STATED TASK: Retype all of the following lines with no changes.

+++ WORKING DATA

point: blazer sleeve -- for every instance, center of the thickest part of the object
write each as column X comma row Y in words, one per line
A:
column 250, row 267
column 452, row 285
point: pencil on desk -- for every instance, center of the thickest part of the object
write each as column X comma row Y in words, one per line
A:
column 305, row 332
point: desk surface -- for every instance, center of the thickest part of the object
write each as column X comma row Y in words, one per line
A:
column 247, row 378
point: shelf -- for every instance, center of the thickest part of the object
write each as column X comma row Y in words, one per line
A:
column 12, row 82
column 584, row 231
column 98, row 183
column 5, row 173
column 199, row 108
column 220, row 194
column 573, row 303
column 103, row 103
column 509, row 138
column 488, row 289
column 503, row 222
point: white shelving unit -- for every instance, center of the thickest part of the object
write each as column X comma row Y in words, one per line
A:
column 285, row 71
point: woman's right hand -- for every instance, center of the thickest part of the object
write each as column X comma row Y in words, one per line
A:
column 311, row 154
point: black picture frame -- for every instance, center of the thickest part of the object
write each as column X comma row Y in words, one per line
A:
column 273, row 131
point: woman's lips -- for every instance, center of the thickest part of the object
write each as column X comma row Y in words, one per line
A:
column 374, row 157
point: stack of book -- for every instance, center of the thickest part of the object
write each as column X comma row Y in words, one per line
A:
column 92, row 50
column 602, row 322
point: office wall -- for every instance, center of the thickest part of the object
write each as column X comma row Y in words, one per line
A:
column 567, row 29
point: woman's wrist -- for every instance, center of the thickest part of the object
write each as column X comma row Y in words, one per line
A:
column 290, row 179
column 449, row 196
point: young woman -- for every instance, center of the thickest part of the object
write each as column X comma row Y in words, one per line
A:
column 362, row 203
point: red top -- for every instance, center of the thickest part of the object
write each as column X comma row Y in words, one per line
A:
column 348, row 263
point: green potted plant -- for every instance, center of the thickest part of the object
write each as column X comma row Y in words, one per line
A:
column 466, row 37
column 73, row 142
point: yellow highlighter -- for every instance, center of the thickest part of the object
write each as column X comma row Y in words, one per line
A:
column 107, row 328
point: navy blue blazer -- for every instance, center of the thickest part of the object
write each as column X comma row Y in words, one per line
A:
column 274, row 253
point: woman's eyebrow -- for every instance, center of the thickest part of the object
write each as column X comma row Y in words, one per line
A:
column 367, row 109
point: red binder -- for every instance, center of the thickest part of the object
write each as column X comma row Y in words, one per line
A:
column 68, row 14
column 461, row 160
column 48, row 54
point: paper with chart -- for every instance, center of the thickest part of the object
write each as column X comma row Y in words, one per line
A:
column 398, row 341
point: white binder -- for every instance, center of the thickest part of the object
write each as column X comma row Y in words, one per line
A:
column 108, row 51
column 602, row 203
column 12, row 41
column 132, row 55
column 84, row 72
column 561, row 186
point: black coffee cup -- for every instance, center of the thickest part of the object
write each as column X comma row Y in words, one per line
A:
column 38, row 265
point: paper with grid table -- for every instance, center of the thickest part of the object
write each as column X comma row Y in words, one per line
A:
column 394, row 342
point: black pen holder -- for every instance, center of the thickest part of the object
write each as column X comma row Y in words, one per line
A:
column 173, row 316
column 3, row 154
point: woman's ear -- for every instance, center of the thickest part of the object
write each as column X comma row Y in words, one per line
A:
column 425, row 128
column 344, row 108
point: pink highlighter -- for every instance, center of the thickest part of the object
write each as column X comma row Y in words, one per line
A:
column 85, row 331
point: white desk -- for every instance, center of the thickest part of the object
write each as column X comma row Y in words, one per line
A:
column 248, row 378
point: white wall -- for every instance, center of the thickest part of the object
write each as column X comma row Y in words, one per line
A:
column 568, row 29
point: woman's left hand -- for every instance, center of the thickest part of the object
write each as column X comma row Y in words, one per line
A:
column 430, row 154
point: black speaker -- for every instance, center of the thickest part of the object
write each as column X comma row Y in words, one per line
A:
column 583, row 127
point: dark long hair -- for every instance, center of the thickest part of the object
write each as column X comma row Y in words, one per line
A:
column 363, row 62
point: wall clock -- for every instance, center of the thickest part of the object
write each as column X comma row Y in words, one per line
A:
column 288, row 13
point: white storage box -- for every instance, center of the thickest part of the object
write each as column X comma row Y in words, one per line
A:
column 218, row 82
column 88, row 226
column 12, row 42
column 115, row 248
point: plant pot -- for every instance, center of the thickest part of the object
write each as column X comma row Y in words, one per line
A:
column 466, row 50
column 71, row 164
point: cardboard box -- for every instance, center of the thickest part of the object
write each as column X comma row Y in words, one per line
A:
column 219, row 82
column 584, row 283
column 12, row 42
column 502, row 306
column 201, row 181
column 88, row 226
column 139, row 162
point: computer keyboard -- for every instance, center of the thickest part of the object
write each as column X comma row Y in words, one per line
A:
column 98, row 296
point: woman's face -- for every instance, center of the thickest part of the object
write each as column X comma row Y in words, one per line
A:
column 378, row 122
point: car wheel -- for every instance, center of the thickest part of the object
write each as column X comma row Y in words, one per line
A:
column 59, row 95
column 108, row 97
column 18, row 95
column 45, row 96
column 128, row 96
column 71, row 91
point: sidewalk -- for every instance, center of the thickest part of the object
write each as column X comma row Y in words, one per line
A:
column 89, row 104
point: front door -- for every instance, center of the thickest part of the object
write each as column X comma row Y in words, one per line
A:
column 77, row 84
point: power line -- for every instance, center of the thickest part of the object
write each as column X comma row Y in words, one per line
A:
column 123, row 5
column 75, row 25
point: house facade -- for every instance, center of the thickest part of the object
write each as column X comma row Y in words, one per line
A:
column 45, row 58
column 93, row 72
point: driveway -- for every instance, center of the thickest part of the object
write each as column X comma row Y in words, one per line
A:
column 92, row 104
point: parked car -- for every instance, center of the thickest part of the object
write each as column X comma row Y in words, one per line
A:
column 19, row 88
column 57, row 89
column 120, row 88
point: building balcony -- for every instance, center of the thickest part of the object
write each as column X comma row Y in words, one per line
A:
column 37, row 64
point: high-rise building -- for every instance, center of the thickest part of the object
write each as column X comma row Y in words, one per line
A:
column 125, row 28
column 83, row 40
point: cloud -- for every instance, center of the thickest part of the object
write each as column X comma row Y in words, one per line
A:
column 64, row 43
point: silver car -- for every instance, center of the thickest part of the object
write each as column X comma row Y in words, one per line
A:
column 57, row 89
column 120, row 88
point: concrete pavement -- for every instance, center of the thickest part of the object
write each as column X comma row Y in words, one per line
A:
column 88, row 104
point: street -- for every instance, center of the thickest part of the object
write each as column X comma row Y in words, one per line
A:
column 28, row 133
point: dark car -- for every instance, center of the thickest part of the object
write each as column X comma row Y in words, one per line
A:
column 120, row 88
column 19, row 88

++++++

WRITTEN SOLUTION:
point: blazer sleeve -- for every instance, center of the thickest part of the object
write each as column X comma row Y in words, one per line
A:
column 250, row 267
column 452, row 285
point: pencil on desk -- for every instance, center of the thickest part of the object
write each as column X comma row Y in words, one per line
A:
column 305, row 332
point: desk surface -- for every instance, center of the thickest part of the object
write each as column X comma row Y in words, one per line
A:
column 247, row 378
point: shelf -- for every instance, center of the thickest part of the object
write each as column X comma row Y in words, one per line
A:
column 12, row 82
column 584, row 231
column 98, row 183
column 5, row 173
column 199, row 108
column 220, row 194
column 573, row 303
column 103, row 103
column 509, row 138
column 488, row 289
column 503, row 222
point: white shelving unit -- for every instance, center of the thickest part of the object
write each as column X comma row Y in words, one per line
A:
column 285, row 71
point: woman's right hand -- for every instance, center of the thickest part of the object
write each as column X comma row Y in words, one per line
A:
column 311, row 154
point: black picture frame -- for every instance, center of the thickest part of the object
write each as column X comma row Y in words, one per line
A:
column 273, row 131
point: woman's lips -- for every instance, center of the thickest part of the object
write each as column X comma row Y in words, one per line
A:
column 374, row 157
point: stack of book -- for every instance, center of the thickest part of the object
write each as column X comma row Y in words, one per line
A:
column 92, row 50
column 602, row 322
point: office wall -- for every instance, center of the thickest part of the object
write each as column X comma row Y in words, one per line
A:
column 567, row 29
point: woman's wrist -- for every instance, center of the thickest part of the object
write each as column X comma row Y in words, one per line
A:
column 290, row 179
column 449, row 196
point: young woman -- for every instance, center of the thickest part of the object
write each as column X comma row Y in words, one per line
A:
column 362, row 203
point: red top -- for every instance, center of the thickest part of the object
write each as column X comma row Y in words, one per line
A:
column 348, row 263
point: green potted plant -- for every instance, center of the thickest part of the object
write each as column X comma row Y in words, one per line
A:
column 466, row 37
column 73, row 142
point: yellow highlighter -- for every instance, center of the thickest part of the object
write each as column X comma row Y in words, one per line
A:
column 107, row 328
point: navy blue blazer -- for every instance, center of the thickest part of the object
write each as column X comma row Y in words, one per line
A:
column 274, row 253
point: woman's eyebrow -- for every instance, center of the thickest part of the object
write each as column X comma row Y in words, one per line
A:
column 367, row 109
point: red binder -- for every instance, center of the thickest part of the object
write each as column X comma row Y in words, one per line
A:
column 68, row 14
column 461, row 160
column 48, row 54
point: paper with chart -- for every instance, center of the thickest part of the object
write each as column X comma row Y in words, one per line
A:
column 398, row 341
point: white binder -- for every instance, center of the thickest part of the object
write each as column X comma row Y in words, one per line
A:
column 108, row 51
column 602, row 203
column 12, row 41
column 132, row 55
column 84, row 72
column 561, row 186
point: black coffee cup -- for every instance, center of the thickest part of the object
write each as column X comma row Y in words, one per line
A:
column 38, row 265
point: paper with grid table -- for every instance, center of the thickest part of the object
write each as column X comma row Y in words, one per line
A:
column 394, row 342
point: black pen holder -- for every instance, center of the thickest part of the object
write each as column X comma row Y in words, one per line
A:
column 173, row 316
column 3, row 154
point: woman's ear -- for every instance, center of the thickest part of the object
write each as column X comma row Y in words, one per line
A:
column 425, row 128
column 344, row 108
point: pink highlighter -- for every instance, center of the thickest part of the object
write each as column X comma row Y in words, one per line
A:
column 85, row 331
point: white desk -- for every instance, center of the thickest part of the object
write each as column X comma row Y in words, one per line
A:
column 248, row 378
point: white wall -- for every instance, center of the thickest part of the object
write each as column X comma row Y in words, one per line
A:
column 568, row 29
point: woman's left hand -- for every instance, center of the thickest part of the object
write each as column X comma row Y in words, one per line
A:
column 430, row 154
point: black speaker -- for every instance, center of the thickest part of the object
write each as column X comma row Y in words, one per line
A:
column 583, row 127
point: dark long hair -- for every instance, center of the thickest part of the object
write each as column X comma row Y in words, one per line
A:
column 363, row 62
point: wall clock -- for every instance, center of the thickest part of the object
write each as column X comma row Y in words, one per line
A:
column 288, row 13
point: white storage box -- for every instance, center of the thickest part of the object
write each as column X comma row Y in words, one per line
A:
column 218, row 82
column 88, row 226
column 12, row 42
column 115, row 248
point: plant pot -- for every instance, center of the thickest part of the object
write each as column X comma row Y in words, one per line
A:
column 466, row 50
column 71, row 164
point: cardboard box -- for every instance, center of the thickest part of the object
write each as column X comma row Y in words, one per line
A:
column 219, row 82
column 584, row 283
column 12, row 42
column 502, row 306
column 201, row 181
column 88, row 226
column 139, row 162
point: computer keyboard -- for every instance, center of the thickest part of the object
write each as column X comma row Y in words, one per line
A:
column 98, row 296
point: woman's face -- for every instance, center of the thickest part of the object
write each as column X comma row Y in words, one per line
A:
column 378, row 122
point: car wheel -- for every instance, center of the thickest part of the object
write each as column X comma row Y in words, one per line
A:
column 59, row 95
column 108, row 97
column 18, row 95
column 45, row 96
column 128, row 96
column 71, row 91
point: sidewalk -- for every instance, center of the thickest part of the object
write each as column X comma row Y in words, one per line
A:
column 89, row 104
point: front door -- for every instance, center of the thickest part of the object
write each as column X comma row Y in words, one per line
A:
column 77, row 84
point: power line -- for every instance, center of the thickest part of the object
write each as column X comma row Y in words, one per line
A:
column 123, row 5
column 75, row 25
point: house facade -- for every instance, center of the thickest part of the object
write each as column X comma row Y in words, one per line
A:
column 45, row 58
column 93, row 72
point: driveway -- for every instance, center of the thickest part of the object
write each as column X comma row Y in words, one per line
A:
column 92, row 104
point: parked car -- for every instance, center of the thickest part of the object
write each as column X comma row Y in words, one per line
A:
column 19, row 88
column 57, row 89
column 120, row 88
point: building balcony -- for every instance, center of the thickest part of the object
write each as column X comma row Y in words, one per line
A:
column 37, row 64
point: high-rise building -- for every instance, center of the thickest part of the object
write each as column X comma row Y in words, one per line
A:
column 125, row 28
column 83, row 40
point: cloud -- for every instance, center of the thickest part of the object
write each as column X comma row Y in words, one per line
A:
column 64, row 43
point: silver car -- for every instance, center of the thickest part of the object
write each as column X comma row Y in words, one per line
A:
column 57, row 89
column 120, row 88
point: concrete pavement -- for every instance, center of the thickest part of the object
write each as column X comma row Y in words, one per line
A:
column 88, row 104
point: street -- for every instance, center of the thickest part of the object
write each as column X comma row Y in words, one per line
A:
column 28, row 133
point: dark car -- for every instance, center of the thickest part of the object
write each as column X comma row Y in words, one per line
A:
column 120, row 88
column 19, row 88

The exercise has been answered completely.